EXERCISE GOAL >> Go line by line through the data and copy those with the word "lying".
══════════════════════════════
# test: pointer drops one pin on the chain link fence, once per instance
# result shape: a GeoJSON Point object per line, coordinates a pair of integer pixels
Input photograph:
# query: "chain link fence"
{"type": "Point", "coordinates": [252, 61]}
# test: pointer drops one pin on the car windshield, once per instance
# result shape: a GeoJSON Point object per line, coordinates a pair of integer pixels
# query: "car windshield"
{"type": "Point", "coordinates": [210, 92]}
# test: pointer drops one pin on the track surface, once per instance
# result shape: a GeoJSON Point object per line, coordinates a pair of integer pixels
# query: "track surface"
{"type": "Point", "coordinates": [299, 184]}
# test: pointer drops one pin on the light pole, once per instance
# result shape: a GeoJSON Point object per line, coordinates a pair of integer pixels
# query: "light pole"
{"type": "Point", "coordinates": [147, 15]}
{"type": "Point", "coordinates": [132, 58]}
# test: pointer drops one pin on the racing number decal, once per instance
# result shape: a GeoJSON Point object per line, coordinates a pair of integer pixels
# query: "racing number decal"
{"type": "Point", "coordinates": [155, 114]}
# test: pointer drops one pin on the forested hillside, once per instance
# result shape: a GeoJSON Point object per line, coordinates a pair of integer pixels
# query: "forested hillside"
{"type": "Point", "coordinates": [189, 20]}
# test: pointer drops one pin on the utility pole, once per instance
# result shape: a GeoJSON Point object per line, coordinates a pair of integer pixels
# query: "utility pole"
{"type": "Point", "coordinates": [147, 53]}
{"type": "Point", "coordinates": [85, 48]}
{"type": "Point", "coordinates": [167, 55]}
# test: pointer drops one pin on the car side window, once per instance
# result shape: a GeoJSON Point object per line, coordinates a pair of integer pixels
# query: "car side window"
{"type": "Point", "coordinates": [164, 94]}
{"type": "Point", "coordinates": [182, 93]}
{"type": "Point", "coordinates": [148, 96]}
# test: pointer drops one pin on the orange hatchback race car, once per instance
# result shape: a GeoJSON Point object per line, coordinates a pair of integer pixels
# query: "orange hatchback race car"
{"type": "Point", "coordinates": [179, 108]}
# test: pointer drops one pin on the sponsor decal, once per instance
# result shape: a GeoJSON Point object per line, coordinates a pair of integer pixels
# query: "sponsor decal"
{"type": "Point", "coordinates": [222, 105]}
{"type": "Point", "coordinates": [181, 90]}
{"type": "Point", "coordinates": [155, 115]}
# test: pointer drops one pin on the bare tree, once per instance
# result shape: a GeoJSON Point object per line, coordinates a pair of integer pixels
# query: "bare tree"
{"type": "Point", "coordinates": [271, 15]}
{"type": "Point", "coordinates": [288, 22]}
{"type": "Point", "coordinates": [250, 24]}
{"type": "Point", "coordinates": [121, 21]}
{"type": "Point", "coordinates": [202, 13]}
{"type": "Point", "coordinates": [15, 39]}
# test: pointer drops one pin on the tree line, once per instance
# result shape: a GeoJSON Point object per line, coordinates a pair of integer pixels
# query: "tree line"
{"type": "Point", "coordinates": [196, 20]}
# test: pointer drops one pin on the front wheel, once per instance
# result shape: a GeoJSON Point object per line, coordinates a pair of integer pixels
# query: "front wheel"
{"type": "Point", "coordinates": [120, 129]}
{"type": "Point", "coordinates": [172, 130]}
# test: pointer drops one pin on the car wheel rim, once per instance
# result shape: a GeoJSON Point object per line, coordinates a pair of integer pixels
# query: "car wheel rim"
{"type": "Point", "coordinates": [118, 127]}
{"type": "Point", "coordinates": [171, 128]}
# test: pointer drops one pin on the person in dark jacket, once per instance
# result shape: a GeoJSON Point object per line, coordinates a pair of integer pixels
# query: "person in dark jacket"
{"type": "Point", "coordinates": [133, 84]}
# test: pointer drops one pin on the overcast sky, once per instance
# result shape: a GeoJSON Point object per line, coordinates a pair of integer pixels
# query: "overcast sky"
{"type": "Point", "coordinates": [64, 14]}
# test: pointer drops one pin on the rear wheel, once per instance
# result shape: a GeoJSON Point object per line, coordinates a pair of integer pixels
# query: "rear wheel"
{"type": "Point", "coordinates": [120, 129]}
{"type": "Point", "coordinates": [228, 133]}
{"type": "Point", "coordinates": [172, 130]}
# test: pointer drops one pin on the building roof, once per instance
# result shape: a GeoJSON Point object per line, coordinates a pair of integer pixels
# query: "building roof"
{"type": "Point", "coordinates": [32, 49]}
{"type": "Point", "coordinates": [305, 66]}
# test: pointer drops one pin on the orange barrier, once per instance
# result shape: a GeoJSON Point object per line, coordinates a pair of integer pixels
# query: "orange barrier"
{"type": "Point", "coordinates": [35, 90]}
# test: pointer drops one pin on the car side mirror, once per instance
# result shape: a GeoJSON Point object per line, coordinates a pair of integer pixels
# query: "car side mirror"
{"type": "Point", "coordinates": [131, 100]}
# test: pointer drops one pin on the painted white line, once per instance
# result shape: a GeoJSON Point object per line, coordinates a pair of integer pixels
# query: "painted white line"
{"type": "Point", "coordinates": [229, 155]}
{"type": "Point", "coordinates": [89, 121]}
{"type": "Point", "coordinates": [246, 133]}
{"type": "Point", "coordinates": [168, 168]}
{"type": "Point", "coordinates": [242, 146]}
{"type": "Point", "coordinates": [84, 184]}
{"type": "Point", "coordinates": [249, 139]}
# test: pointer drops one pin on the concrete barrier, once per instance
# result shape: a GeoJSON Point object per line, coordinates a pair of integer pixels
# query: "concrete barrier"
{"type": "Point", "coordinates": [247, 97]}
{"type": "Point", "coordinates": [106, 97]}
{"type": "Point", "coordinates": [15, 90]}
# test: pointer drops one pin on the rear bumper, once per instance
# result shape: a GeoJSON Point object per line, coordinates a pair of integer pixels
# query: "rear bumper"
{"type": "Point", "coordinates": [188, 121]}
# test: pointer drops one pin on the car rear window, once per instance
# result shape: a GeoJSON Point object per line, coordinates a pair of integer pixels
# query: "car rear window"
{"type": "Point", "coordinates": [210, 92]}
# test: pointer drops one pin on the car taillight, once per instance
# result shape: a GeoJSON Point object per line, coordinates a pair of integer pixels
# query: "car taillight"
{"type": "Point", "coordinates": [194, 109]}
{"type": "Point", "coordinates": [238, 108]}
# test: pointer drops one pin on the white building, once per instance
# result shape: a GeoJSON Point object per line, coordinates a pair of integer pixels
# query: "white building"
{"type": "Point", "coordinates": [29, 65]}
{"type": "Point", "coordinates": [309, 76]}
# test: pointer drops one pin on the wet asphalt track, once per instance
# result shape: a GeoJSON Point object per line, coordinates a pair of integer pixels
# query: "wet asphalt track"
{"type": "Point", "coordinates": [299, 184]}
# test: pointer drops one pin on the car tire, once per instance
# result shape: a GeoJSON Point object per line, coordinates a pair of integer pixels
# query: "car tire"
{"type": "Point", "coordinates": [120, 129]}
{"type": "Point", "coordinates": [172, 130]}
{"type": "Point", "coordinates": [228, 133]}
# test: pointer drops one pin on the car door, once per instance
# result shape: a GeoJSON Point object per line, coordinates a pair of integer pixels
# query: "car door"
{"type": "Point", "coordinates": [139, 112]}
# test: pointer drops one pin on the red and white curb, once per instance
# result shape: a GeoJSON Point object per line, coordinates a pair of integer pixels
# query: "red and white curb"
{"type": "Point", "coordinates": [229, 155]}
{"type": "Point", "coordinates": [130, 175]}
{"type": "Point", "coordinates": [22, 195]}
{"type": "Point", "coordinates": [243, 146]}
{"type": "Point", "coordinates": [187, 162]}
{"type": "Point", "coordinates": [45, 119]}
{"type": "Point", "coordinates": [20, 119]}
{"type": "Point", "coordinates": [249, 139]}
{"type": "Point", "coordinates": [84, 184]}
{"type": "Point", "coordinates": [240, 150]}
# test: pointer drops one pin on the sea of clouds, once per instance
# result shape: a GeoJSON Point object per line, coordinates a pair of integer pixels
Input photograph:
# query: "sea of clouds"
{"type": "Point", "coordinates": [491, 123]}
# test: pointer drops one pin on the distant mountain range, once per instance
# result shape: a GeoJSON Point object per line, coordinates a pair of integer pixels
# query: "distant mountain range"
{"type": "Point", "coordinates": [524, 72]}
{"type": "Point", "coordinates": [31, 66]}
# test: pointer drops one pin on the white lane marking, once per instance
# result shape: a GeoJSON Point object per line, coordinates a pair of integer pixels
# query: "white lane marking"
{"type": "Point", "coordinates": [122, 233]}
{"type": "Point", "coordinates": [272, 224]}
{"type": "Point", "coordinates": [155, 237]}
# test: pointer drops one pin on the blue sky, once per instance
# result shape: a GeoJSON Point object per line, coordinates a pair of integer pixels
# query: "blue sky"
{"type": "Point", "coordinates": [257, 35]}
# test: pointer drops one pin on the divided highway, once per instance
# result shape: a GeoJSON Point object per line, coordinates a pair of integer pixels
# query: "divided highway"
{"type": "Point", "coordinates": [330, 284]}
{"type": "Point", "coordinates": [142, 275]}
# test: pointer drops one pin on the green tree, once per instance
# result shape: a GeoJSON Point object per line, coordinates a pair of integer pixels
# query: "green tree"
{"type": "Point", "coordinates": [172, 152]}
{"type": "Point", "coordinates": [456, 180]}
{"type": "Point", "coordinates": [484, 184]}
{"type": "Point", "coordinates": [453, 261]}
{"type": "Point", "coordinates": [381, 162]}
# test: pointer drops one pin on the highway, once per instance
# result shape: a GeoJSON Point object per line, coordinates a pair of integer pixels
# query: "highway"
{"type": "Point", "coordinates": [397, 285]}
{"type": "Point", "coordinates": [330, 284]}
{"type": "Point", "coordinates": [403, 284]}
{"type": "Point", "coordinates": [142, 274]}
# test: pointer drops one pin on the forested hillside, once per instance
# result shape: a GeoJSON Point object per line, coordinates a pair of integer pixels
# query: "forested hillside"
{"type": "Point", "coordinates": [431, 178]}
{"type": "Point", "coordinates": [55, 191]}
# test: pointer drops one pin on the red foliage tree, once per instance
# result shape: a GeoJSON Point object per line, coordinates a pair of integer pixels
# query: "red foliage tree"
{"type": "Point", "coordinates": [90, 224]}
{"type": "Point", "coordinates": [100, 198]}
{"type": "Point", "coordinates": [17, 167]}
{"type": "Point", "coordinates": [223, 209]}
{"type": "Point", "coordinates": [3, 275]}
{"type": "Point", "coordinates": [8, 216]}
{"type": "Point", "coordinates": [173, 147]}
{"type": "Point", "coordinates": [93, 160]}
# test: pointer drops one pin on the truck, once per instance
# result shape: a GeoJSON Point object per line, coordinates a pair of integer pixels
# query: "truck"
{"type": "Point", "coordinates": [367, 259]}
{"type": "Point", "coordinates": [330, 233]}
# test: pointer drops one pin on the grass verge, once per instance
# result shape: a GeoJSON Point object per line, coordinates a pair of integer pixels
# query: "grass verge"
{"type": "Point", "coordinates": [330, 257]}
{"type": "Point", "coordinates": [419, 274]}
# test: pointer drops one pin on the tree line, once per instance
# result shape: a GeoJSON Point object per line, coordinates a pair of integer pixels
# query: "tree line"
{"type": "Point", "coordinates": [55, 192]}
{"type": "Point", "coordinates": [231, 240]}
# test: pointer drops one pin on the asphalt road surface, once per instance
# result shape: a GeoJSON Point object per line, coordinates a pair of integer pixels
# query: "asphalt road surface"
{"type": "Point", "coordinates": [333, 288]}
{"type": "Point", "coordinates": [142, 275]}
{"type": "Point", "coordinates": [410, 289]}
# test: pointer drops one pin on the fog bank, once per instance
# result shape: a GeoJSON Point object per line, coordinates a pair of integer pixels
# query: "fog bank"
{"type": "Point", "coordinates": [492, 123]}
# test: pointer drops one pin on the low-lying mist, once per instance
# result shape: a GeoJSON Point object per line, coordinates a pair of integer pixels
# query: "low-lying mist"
══════════════════════════════
ANSWER BELOW >>
# test: pointer drops one pin on the low-lying mist, once per instance
# query: "low-lying mist"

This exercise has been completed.